TEXT section start

Even if, with the aid of electronic engine controls and efficient catalytic converters, a hydrocarbon fuel is burned completely to water and carbon dioxide, there is now growing concern about carbon dioxide as a greenhouse gas. Measures to cut back on production of carbon dioxide by automobiles without sacrificing performance can focus on efficiency, i.e., getting as much useful propulsive power out of a given amount of fuel as possible, which typically involves replacing the traditional drivetrain of a piston engine driving the wheels through a gearbox with a more efficient design.
However, some fuels inherently produce less carbon dioxide when burned completely than gasoline or diesel fuel. For example, counting the numbers of oxygen atoms it takes to burn up an isooctane molecule and a methane molecule (typical of gasoline and natural gas respectively), one can calculate that 100 oxygen atoms will combine with four isooctane molecules to produce 32 carbon dioxide molecules and 36 water molecules, while the same number of oxygen atoms will combine with 25 methane molecules to produce 25 carbon dioxide molecules and 50 water molecules. That is, a given amount of air (oxygen) will produce about 25% less carbon dioxide if used to burn natural gas than if used to burn gasoline. (Of course, this advantage will be reduced if you have to open the throttle wider and burn an additional amount of air with natural gas to get the same amount of power, but in the real world the 25% figure turns out to be about right.)
The other thing to consider is the source of the carbon in the fuel; if it came from the carbon dioxide in today's air to begin with, like an alcohol fuel produced by fermenting biomass (as opposed to a fossil fuel, whose carbon came out of the air when the dinosaurs were around!), then returning it to the air now adds nothing to the net flow of carbon dioxide into the atmosphere. Alcohol fuels or biodiesel produced from plants, when burned, just return to the air the carbon dioxide that those plants took out of the air while growing.
Finally, there's one fuel that, in itself, produces no carbon dioxide at all
when burned, namely
hydrogen; there's no carbon there to produce carbon dioxide!
Of course, since free hydrogen molecules don't occur in nature, it is typically produced by "reforming" a hydrocarbon or alcohol fuel or by using electricity to split water into hydrogen and oxygen. Then the size of the contribution of hydrogen fuel to carbon dioxide emissions depends on the source of the hydrocarbon fuel that was reformed or the source of the electricity used to split the water.

TEXT section end
SOURCE DATA section start

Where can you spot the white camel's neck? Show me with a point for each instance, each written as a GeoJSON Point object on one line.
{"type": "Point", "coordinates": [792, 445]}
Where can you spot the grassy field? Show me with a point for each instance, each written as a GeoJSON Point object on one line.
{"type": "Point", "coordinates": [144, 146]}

SOURCE DATA section end

• EXERCISES
- 1) Do the following statements agree with the passage on fuels and carbon dioxide? For each, answer yes or no and quote the words from the passage that decide it.
(a) A given amount of air burned with natural gas yields about 25% less carbon dioxide than the same amount burned with gasoline.
(b) Free hydrogen molecules are commonly found in nature.
(c) Returning to the air the carbon from an alcohol fuel made by fermenting biomass adds nothing to the net flow of carbon dioxide into the atmosphere.
- 2) In the passage on fuels and carbon dioxide, what do 100 oxygen atoms produce when they combine with 25 methane molecules?

• SET OF ANSWERS
- 1)
(a) Yes: "a given amount of air (oxygen) will produce about 25% less carbon dioxide if used to burn natural gas than if used to burn gasoline."
(b) No: "free hydrogen molecules don't occur in nature"
(c) Yes: "returning it to the air now adds nothing to the net flow of carbon dioxide into the atmosphere."

- 2) They produce 25 carbon dioxide molecules and 50 water molecules.